───── TASK MATERIAL ─────

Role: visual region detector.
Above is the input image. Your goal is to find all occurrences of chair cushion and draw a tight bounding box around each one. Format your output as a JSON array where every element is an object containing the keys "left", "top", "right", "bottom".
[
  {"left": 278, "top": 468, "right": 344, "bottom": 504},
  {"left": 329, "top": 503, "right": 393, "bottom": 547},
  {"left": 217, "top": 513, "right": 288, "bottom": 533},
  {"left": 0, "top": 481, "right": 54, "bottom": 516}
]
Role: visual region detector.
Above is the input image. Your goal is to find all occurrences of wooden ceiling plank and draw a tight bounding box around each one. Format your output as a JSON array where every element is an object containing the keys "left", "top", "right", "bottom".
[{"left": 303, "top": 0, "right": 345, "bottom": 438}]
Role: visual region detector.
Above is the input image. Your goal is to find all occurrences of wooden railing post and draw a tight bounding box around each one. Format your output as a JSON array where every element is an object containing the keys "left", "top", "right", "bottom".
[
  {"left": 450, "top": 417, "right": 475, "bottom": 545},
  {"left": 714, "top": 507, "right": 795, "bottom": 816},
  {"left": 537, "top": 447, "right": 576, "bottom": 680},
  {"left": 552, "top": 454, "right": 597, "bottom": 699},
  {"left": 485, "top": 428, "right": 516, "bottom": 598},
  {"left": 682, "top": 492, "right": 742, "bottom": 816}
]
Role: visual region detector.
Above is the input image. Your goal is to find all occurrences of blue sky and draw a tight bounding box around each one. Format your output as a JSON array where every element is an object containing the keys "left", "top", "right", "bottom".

─────

DIRECTIONS:
Go back to the listing above and please repeat it exactly.

RESULT OF THE EXERCISE:
Role: visual region detector.
Above is the input image. Your goal is to find all occurrences of chair cushion and draw a tight bounding box around each one. Format your output as a JSON array where every element is an object containing the keys "left", "top", "right", "bottom".
[
  {"left": 278, "top": 468, "right": 344, "bottom": 504},
  {"left": 329, "top": 503, "right": 393, "bottom": 547},
  {"left": 217, "top": 513, "right": 288, "bottom": 533},
  {"left": 0, "top": 481, "right": 54, "bottom": 516}
]
Role: visual region detector.
Above is the input image. Your goal is to find all occurrences of wooden ceiling plank and draw a tight bounding box around each one. Format your output as a JSON array where every element is an object containing the keys "left", "top", "right", "bottom".
[{"left": 303, "top": 0, "right": 345, "bottom": 438}]
Role: visual region detector.
Above is the input image. Your goal is to find all occurrences of wooden railing post and draw a tight bounding box around each one. Format your output as a JSON array where every element is an object containing the keys "left", "top", "right", "bottom".
[
  {"left": 450, "top": 417, "right": 475, "bottom": 545},
  {"left": 714, "top": 507, "right": 795, "bottom": 816},
  {"left": 537, "top": 447, "right": 576, "bottom": 680},
  {"left": 552, "top": 454, "right": 597, "bottom": 699},
  {"left": 485, "top": 428, "right": 516, "bottom": 598},
  {"left": 682, "top": 492, "right": 742, "bottom": 816}
]
Role: visual region detector.
Above is the input image. Your goal is to find all occurrences of blue sky and draw a tight bounding box around each one. Format your output as a JSON array where every element is an object containing the keys "left", "top", "right", "bottom".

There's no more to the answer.